### Exercise details
Every entry below must be repeated exactly; skip the pictures.

### Data in this exercise

········

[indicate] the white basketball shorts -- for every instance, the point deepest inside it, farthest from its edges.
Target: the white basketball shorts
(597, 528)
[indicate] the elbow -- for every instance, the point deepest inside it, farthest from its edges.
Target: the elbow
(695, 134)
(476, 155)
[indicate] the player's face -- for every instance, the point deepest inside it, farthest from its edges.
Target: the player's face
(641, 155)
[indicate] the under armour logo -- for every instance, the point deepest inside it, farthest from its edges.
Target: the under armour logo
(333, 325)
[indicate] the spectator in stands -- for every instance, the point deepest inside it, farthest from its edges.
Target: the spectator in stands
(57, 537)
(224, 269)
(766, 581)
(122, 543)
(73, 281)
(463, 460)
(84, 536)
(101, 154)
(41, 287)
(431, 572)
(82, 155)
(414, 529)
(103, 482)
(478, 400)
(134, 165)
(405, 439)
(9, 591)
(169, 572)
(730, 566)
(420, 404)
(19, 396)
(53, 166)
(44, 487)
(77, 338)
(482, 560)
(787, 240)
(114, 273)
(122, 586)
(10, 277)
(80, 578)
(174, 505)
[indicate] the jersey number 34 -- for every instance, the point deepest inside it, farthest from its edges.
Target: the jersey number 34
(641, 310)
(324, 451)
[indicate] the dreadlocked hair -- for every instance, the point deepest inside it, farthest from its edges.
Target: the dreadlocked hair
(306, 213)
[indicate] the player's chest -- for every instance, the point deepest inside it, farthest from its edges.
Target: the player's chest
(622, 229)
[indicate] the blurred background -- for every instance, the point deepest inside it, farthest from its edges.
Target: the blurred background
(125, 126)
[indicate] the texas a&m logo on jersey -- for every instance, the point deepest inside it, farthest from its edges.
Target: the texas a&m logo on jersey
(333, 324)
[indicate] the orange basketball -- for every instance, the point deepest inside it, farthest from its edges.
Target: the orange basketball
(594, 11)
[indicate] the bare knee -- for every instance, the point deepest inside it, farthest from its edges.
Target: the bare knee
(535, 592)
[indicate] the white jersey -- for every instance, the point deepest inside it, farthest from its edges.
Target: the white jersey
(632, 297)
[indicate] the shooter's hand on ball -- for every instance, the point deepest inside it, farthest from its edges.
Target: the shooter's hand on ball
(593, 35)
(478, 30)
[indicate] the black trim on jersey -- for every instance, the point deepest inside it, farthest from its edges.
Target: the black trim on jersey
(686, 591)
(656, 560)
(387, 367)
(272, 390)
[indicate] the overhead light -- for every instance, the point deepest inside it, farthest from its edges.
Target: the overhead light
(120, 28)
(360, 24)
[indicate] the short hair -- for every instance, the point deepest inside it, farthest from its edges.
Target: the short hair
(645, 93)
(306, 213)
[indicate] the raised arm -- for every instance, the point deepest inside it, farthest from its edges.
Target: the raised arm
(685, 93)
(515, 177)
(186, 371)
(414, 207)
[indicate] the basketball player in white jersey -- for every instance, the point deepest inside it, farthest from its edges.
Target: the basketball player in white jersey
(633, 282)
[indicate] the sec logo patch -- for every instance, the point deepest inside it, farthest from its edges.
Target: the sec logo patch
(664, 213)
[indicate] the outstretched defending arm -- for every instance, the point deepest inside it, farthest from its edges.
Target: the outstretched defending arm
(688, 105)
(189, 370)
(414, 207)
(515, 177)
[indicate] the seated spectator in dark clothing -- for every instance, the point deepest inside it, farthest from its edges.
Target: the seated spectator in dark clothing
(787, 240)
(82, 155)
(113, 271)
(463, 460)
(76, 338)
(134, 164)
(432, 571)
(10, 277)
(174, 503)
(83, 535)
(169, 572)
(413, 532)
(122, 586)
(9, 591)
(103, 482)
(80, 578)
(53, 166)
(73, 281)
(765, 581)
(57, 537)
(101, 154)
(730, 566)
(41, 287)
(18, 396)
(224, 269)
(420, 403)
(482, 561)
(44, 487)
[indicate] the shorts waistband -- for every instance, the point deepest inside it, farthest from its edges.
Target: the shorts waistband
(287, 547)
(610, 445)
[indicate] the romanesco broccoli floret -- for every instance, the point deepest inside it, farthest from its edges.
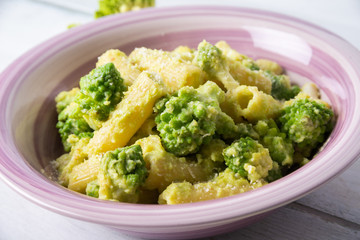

········

### Completed exercise
[indicate] the white basketball shorts -- for every instance, the point deepest inside it, farthest from its edges.
Target: the white basketball shorts
(597, 528)
[indicate] the elbow -- for every instance, the point deepest inside it, farthest from its edges.
Target: the elbow
(695, 134)
(476, 155)
[indicate] the player's face -- for every instance, the point deepest inside it, farthest from its edges.
Target: the player's face
(641, 155)
[indicate] the under armour logo -- for every instance, the point deepest inside it, farthest from its edges.
Target: the under armour logo
(333, 325)
[indicate] the spectator in stands -- for every instance, the point deepest inside it, farthest from its edges.
Target: the spectator in stands
(57, 537)
(224, 269)
(766, 581)
(122, 543)
(73, 281)
(463, 460)
(84, 536)
(101, 154)
(41, 287)
(431, 572)
(82, 155)
(414, 529)
(103, 482)
(478, 400)
(134, 165)
(405, 439)
(9, 591)
(169, 572)
(730, 566)
(420, 404)
(19, 396)
(53, 166)
(44, 487)
(77, 338)
(482, 560)
(787, 240)
(114, 273)
(122, 586)
(10, 277)
(80, 578)
(174, 505)
[indicate] the jersey number 34 -- for every instance, the point deepest inside it, farthest from its edges.
Target: the jersey number 34
(641, 310)
(324, 451)
[indicate] the dreadlocked hair -- for every instance, the point deepest inside it, farthest from its edges.
Target: the dreadlocked hair
(306, 213)
[indicate] the player's chest -- for every instance, the point deepest inside it, farthest from its edges.
Target: the player's chest
(622, 229)
[indicate] the blurred background -- for every instance, the point deepest inside it, farthest from its edges.
Target: the blurred background
(125, 126)
[indicate] the texas a&m logo on jersey -- for every instance, the point deepest inside it, farthest from its edges.
Target: the texas a&m logo on jersey
(333, 324)
[indicate] the orange basketball -- for every instance, the point deepest inside it, farthest from its edges.
Target: the orange basketball
(594, 11)
[indicate] the bare knee -- for every instance, the point deepest inside it, farthest from its edges.
Target: the bare knee
(535, 592)
[indicate] the white jersey -- for every instance, the point deepest inside it, farthest from its edges.
Target: the white jersey
(632, 297)
[indicate] the shooter's hand on ball -- for every instance, the point deepest inside it, farthest from its edges.
Target: the shooter's hand on ball
(593, 35)
(478, 30)
[indicate] the black trim on jersey -- for every instance, the point deepest inside it, farthest from its edges.
Target: the black trim on jersey
(686, 591)
(656, 560)
(387, 367)
(272, 390)
[indicate] the overhead light -- for every instance, the point deepest inside it, farthest from its edges.
Target: the overhead light
(120, 28)
(360, 24)
[indicate] the short hair -- for every instance, the point deepest inside it, farthest from its edges.
Target: the short hair
(645, 93)
(306, 213)
[indicate] the raised arm -- for every instance, the point deepest inside it, farthest from its edges.
Target: the raised arm
(685, 93)
(515, 177)
(186, 371)
(414, 207)
[indicate] the basketball player in white jersey -- for every instance, the point deepest inside it, farthest from its edges.
Target: the basketball player in white jersey
(633, 282)
[indicate] the sec logo patch -- for every instance, the point deepest inside it, farthest from its edges.
Target: the sec logo patch
(664, 213)
[indicate] the outstretched defending arm -- for every instance, the point deepest inside it, farthest from its edges.
Target: the outstretched defending arm
(688, 105)
(189, 370)
(414, 207)
(515, 177)
[indicate] the seated spectator in dark clothing -- for every instance, the point deepest inside it, farthest from its edges.
Target: the seated spectator in dark clothing
(787, 240)
(82, 155)
(113, 271)
(463, 460)
(76, 338)
(134, 164)
(432, 571)
(10, 277)
(174, 503)
(83, 535)
(169, 572)
(413, 532)
(122, 586)
(9, 591)
(103, 482)
(80, 578)
(53, 166)
(73, 281)
(765, 581)
(57, 537)
(101, 154)
(730, 566)
(41, 287)
(18, 396)
(224, 269)
(420, 403)
(482, 561)
(44, 487)
[indicate] the shorts waistband -- for every instance, the point deepest inside it, farthest from its edges.
Target: the shorts waistband
(287, 547)
(610, 445)
[indicate] the romanesco broccoli floret -- for every instance, the point deepest inside it, farthest from its edges.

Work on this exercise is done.